**Consegna:** Riporta il passo dell'articolo sul bue grasso di Carrù da "Agricoltura - 10" fino a "quella prelibatezza culinaria." compreso, sostituendo "castello" con "palazzo".

Agricoltura - 10 marzo 2019, 11:41

Verifiche al Dna a sorpresa in tre macellerie e un ristorante associati al Consorzio del bue grasso di Carrù: tutto a norma

Riceviamo e pubblichiamo la nota di Ocelli Responsabile scientifico del Consorzio del bue grasso di Carrù

Verifiche al Dna a sorpresa in tre macellerie e un ristorante associati al Consorzio del bue grasso di Carrù: tutto a norma

Era martedì 13 dicembre del 2005 ed ero tra gli invitati nella sala polivalente del castello della BAM Carru’, dove i piccoli e intraprendenti giapponesi di Maesawa

presentavano il loro famosissimo bue conosciuto in tutto il mondo con il nome di bue di KOBE.Esorbitante il costo di una bistecca;100 euro/ dollari  all’etto, ma io ero rimasto folgorato sopratutto dalla descrizione dell’ etichetta che accompagnava, illustrava, certificava e garantiva quella prelibatezza culinaria.

Le informazioni che riportava permettevano di risalire a tutti i dati dell’animale, peso, età, alimentazione, allevatore, macellatore, taglio anatomico  ecc ecc e addirittura, cosa veramente strabiliante al suo DNA. Un dato inconfutabile, indiscutibile e di una garanzia assoluta per il consumatore.

**Dati forniti:**
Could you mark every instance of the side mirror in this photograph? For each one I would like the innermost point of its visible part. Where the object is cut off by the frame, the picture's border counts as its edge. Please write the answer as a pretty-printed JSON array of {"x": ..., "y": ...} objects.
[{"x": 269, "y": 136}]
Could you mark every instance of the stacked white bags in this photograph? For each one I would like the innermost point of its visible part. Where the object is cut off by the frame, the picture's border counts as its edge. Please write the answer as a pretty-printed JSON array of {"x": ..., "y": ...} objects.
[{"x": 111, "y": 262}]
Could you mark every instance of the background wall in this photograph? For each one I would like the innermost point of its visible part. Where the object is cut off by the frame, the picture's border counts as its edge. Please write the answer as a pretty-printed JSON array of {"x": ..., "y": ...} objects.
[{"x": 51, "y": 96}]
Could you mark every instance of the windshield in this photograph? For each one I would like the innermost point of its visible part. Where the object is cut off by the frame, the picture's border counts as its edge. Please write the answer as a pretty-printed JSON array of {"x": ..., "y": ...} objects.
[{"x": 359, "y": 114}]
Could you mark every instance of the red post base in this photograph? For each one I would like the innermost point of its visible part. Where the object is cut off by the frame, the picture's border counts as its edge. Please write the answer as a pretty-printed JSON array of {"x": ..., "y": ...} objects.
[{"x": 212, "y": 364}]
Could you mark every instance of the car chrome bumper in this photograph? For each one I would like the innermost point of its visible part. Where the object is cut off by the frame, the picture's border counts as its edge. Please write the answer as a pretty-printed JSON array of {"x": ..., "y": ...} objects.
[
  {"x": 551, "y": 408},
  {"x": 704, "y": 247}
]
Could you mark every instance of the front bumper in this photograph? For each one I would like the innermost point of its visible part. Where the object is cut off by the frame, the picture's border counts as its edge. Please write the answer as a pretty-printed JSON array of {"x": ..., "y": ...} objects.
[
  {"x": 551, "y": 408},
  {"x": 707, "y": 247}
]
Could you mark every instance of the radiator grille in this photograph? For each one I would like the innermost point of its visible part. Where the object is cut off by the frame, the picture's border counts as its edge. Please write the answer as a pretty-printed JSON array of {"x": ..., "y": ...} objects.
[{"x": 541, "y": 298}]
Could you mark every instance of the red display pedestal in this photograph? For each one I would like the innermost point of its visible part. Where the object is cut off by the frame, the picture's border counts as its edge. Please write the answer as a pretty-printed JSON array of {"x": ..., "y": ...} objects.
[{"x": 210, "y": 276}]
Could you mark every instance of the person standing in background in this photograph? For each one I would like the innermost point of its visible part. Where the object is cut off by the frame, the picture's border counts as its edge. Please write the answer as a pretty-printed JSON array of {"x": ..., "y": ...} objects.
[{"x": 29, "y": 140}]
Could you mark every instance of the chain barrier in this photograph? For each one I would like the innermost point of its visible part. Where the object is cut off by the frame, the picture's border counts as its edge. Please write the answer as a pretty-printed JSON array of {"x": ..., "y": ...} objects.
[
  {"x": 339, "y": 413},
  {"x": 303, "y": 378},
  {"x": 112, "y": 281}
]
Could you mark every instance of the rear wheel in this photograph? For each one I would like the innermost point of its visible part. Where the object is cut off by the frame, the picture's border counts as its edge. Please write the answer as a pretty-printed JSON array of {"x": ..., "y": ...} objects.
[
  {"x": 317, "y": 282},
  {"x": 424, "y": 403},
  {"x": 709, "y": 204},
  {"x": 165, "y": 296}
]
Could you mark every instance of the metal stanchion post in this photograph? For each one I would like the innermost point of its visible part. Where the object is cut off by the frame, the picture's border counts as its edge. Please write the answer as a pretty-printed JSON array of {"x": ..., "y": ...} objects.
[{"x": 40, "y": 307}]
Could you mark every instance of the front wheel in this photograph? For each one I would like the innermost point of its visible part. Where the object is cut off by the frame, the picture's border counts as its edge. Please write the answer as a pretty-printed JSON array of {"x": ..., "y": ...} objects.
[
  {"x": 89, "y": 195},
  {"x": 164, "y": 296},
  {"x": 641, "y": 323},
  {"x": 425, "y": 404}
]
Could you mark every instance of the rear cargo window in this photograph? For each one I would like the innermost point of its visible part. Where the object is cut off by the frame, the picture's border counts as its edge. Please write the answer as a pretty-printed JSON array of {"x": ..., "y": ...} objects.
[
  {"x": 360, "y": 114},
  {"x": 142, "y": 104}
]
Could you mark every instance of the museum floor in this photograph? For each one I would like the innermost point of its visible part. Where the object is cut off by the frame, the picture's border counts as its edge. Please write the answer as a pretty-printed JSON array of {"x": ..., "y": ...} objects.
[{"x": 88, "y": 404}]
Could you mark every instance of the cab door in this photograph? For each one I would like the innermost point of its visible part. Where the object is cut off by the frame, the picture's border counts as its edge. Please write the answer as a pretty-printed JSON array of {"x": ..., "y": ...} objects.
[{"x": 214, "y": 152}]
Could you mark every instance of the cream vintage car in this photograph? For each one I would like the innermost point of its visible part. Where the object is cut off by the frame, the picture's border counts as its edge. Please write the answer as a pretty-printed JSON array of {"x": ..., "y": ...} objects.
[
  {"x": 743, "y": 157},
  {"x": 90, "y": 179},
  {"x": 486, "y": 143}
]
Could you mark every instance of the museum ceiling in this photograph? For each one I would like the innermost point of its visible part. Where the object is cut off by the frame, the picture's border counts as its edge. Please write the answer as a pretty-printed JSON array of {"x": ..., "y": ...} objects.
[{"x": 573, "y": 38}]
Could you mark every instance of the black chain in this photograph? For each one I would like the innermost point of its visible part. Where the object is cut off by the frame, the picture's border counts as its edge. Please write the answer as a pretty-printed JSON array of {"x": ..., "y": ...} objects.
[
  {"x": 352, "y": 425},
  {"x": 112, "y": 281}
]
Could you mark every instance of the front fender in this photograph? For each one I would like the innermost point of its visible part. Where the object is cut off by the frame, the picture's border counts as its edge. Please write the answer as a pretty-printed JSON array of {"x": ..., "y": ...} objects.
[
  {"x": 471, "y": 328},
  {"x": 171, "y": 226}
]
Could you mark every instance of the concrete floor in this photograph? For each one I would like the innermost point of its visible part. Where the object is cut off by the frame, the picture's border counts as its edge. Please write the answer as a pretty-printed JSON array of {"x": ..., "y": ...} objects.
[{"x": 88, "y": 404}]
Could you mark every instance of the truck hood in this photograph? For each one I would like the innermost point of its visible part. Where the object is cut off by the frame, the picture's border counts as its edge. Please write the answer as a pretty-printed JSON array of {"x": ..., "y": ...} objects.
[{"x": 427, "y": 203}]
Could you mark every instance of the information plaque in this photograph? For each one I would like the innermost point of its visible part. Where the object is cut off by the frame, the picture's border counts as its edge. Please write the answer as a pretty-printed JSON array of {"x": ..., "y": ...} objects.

**Soluzione:**
Agricoltura - 10 marzo 2019, 11:41

Verifiche al Dna a sorpresa in tre macellerie e un ristorante associati al Consorzio del bue grasso di Carrù: tutto a norma

Riceviamo e pubblichiamo la nota di Ocelli Responsabile scientifico del Consorzio del bue grasso di Carrù

Verifiche al Dna a sorpresa in tre macellerie e un ristorante associati al Consorzio del bue grasso di Carrù: tutto a norma

Era martedì 13 dicembre del 2005 ed ero tra gli invitati nella sala polivalente del palazzo della BAM Carru’, dove i piccoli e intraprendenti giapponesi di Maesawa

presentavano il loro famosissimo bue conosciuto in tutto il mondo con il nome di bue di KOBE.Esorbitante il costo di una bistecca;100 euro/ dollari  all’etto, ma io ero rimasto folgorato sopratutto dalla descrizione dell’ etichetta che accompagnava, illustrava, certificava e garantiva quella prelibatezza culinaria.